Problem statement:
Exact transcription, pictures omitted: reproduce the listing below.

Excerpted records:
=== Section Start ===

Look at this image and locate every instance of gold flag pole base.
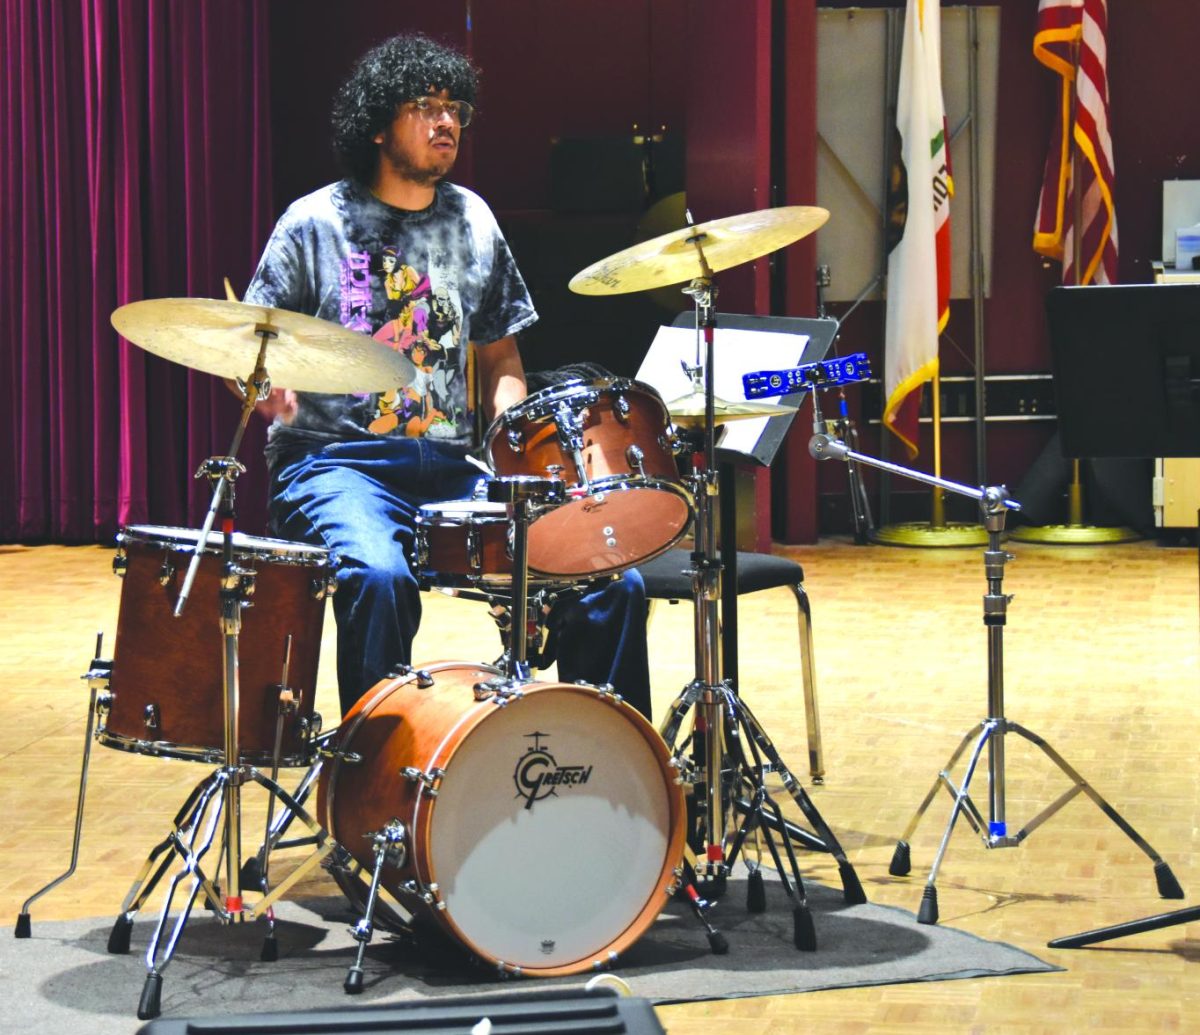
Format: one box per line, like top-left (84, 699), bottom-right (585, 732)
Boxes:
top-left (1007, 523), bottom-right (1141, 545)
top-left (870, 485), bottom-right (989, 547)
top-left (869, 521), bottom-right (989, 548)
top-left (1007, 462), bottom-right (1142, 544)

=== Section End ===

Exercise answer:
Look at this image and locate every instance of gold flag pole base.
Format: one box per line, like top-left (84, 699), bottom-right (585, 732)
Boxes:
top-left (1007, 523), bottom-right (1141, 545)
top-left (870, 485), bottom-right (989, 547)
top-left (869, 521), bottom-right (989, 548)
top-left (1007, 462), bottom-right (1142, 544)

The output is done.